• **REQUEST**:
Show each line of the rows below that contains the word "beak".

▬▬▬▬▬▬

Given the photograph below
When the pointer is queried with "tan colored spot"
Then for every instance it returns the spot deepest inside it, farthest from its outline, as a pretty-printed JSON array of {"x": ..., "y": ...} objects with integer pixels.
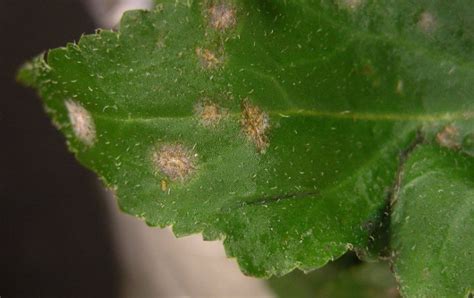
[
  {"x": 449, "y": 137},
  {"x": 350, "y": 4},
  {"x": 81, "y": 121},
  {"x": 427, "y": 22},
  {"x": 399, "y": 87},
  {"x": 164, "y": 185},
  {"x": 222, "y": 16},
  {"x": 175, "y": 161},
  {"x": 209, "y": 113},
  {"x": 208, "y": 59},
  {"x": 255, "y": 124}
]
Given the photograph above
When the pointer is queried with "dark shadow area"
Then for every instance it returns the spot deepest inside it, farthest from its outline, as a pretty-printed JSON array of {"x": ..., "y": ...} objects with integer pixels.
[{"x": 54, "y": 233}]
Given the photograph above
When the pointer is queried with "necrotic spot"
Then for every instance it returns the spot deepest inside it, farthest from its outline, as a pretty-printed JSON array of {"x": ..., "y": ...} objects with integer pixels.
[
  {"x": 81, "y": 121},
  {"x": 255, "y": 124}
]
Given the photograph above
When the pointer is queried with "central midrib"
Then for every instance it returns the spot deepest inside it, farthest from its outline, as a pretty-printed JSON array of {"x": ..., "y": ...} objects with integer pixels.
[{"x": 345, "y": 115}]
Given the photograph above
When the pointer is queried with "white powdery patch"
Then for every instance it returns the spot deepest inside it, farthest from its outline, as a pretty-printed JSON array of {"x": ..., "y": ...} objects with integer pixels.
[
  {"x": 427, "y": 22},
  {"x": 81, "y": 121}
]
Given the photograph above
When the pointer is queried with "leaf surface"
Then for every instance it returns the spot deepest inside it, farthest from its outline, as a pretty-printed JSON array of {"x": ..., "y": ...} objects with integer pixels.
[
  {"x": 432, "y": 225},
  {"x": 274, "y": 125}
]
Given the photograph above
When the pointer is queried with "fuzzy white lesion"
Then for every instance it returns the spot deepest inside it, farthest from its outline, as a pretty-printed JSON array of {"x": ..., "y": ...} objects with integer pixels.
[
  {"x": 222, "y": 16},
  {"x": 82, "y": 122},
  {"x": 427, "y": 22}
]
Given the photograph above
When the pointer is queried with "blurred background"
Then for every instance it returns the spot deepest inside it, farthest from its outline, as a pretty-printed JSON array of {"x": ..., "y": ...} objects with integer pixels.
[{"x": 62, "y": 235}]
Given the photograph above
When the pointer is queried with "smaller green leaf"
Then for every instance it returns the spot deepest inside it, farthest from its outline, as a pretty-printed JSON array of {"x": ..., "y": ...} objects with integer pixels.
[
  {"x": 346, "y": 277},
  {"x": 432, "y": 224}
]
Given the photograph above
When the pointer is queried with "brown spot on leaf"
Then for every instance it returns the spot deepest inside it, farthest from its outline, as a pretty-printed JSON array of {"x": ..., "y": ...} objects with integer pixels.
[
  {"x": 449, "y": 137},
  {"x": 350, "y": 4},
  {"x": 255, "y": 124},
  {"x": 82, "y": 122},
  {"x": 222, "y": 16},
  {"x": 175, "y": 161},
  {"x": 208, "y": 59},
  {"x": 427, "y": 22}
]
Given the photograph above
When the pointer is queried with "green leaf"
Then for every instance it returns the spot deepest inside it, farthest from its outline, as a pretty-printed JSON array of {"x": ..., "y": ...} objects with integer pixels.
[
  {"x": 432, "y": 225},
  {"x": 345, "y": 277},
  {"x": 275, "y": 125}
]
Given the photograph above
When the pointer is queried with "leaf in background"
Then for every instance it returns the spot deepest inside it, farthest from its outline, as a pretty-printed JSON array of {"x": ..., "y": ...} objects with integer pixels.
[
  {"x": 275, "y": 125},
  {"x": 346, "y": 277},
  {"x": 432, "y": 222}
]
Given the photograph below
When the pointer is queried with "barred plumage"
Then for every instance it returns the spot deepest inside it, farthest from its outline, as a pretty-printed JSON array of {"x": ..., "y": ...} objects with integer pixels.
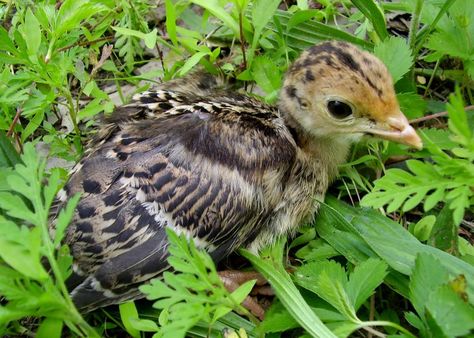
[{"x": 224, "y": 169}]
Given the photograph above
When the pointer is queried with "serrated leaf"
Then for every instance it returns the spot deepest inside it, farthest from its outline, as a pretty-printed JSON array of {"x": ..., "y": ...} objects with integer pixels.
[
  {"x": 422, "y": 229},
  {"x": 433, "y": 199},
  {"x": 328, "y": 280},
  {"x": 382, "y": 237},
  {"x": 397, "y": 56}
]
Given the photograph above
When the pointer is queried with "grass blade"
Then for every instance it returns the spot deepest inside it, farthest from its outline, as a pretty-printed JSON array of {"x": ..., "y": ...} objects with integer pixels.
[
  {"x": 287, "y": 292},
  {"x": 375, "y": 15},
  {"x": 391, "y": 242}
]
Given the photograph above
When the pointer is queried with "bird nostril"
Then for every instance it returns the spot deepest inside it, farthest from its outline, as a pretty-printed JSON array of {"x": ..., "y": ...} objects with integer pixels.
[{"x": 397, "y": 124}]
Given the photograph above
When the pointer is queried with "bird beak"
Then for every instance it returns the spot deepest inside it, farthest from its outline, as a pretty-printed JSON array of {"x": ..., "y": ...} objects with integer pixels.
[{"x": 396, "y": 128}]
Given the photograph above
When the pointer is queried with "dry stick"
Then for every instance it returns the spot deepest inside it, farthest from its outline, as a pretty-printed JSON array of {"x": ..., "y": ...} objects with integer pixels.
[
  {"x": 434, "y": 116},
  {"x": 85, "y": 43}
]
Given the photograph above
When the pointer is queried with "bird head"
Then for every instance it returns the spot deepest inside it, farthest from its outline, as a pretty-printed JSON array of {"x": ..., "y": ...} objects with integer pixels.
[{"x": 334, "y": 89}]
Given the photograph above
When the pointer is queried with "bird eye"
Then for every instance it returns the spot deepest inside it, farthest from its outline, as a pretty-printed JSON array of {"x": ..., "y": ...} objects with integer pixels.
[{"x": 339, "y": 109}]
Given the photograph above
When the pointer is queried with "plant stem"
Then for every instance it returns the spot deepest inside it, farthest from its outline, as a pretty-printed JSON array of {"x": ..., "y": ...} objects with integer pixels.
[
  {"x": 434, "y": 116},
  {"x": 389, "y": 324},
  {"x": 415, "y": 21},
  {"x": 242, "y": 39},
  {"x": 430, "y": 81},
  {"x": 425, "y": 31}
]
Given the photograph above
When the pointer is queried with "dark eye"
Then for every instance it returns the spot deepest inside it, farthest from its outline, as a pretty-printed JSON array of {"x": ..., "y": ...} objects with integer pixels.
[{"x": 339, "y": 109}]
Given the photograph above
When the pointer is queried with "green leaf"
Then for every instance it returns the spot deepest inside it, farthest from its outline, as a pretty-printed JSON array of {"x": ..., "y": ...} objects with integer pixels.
[
  {"x": 371, "y": 11},
  {"x": 72, "y": 12},
  {"x": 411, "y": 104},
  {"x": 422, "y": 229},
  {"x": 128, "y": 312},
  {"x": 266, "y": 73},
  {"x": 145, "y": 325},
  {"x": 243, "y": 291},
  {"x": 397, "y": 56},
  {"x": 365, "y": 278},
  {"x": 450, "y": 312},
  {"x": 458, "y": 122},
  {"x": 6, "y": 43},
  {"x": 149, "y": 38},
  {"x": 8, "y": 155},
  {"x": 444, "y": 234},
  {"x": 171, "y": 21},
  {"x": 262, "y": 12},
  {"x": 384, "y": 237},
  {"x": 427, "y": 276},
  {"x": 20, "y": 248},
  {"x": 50, "y": 328},
  {"x": 287, "y": 292},
  {"x": 299, "y": 17},
  {"x": 191, "y": 62},
  {"x": 216, "y": 9},
  {"x": 31, "y": 33},
  {"x": 309, "y": 33}
]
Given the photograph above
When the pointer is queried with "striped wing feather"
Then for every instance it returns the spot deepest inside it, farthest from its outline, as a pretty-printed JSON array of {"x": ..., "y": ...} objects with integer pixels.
[{"x": 194, "y": 164}]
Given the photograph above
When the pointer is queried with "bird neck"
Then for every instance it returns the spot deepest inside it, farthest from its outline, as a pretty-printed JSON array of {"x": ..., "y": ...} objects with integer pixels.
[{"x": 327, "y": 151}]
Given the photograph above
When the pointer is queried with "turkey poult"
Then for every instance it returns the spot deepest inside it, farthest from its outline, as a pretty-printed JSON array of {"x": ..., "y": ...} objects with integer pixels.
[{"x": 224, "y": 169}]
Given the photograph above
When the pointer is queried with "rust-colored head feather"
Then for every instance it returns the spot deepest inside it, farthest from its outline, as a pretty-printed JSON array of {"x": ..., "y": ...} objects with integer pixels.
[{"x": 340, "y": 72}]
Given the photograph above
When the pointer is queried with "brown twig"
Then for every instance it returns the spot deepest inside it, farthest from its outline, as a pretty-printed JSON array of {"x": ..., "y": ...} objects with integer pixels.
[
  {"x": 85, "y": 43},
  {"x": 15, "y": 120},
  {"x": 106, "y": 52},
  {"x": 434, "y": 116}
]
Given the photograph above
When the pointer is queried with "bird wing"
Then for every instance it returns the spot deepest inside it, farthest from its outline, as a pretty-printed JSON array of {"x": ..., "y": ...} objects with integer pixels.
[{"x": 194, "y": 164}]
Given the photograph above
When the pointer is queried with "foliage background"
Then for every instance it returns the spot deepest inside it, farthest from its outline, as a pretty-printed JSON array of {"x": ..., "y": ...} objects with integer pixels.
[{"x": 403, "y": 270}]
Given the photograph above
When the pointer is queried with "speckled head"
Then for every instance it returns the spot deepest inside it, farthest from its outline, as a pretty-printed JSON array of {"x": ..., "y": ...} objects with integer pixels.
[{"x": 335, "y": 89}]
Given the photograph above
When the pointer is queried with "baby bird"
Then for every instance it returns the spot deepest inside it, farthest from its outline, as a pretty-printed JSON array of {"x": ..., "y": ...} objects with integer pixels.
[{"x": 222, "y": 168}]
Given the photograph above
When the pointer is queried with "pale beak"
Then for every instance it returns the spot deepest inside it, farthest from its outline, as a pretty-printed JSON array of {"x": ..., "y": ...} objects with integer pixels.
[{"x": 397, "y": 128}]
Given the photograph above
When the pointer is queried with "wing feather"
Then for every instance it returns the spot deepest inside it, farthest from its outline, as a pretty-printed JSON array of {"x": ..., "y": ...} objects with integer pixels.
[{"x": 170, "y": 160}]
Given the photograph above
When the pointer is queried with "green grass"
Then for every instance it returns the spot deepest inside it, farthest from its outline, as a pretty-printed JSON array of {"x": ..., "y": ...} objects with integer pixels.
[{"x": 404, "y": 269}]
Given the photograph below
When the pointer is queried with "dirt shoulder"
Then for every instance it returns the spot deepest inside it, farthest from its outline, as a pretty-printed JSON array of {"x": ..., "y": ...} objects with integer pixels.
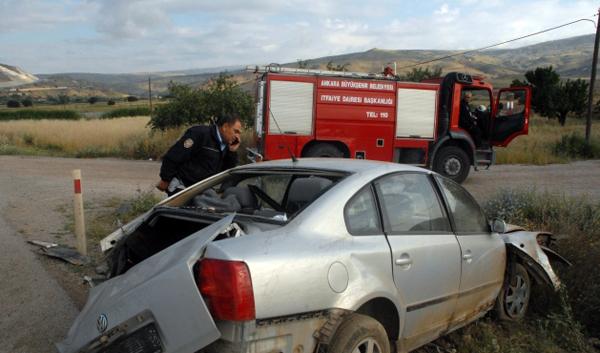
[
  {"x": 44, "y": 295},
  {"x": 40, "y": 297}
]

▬▬▬▬▬▬

• **WRITTEN SOLUTION**:
When the pointer is queried with "bird beak"
When the pointer is queried with "pale beak"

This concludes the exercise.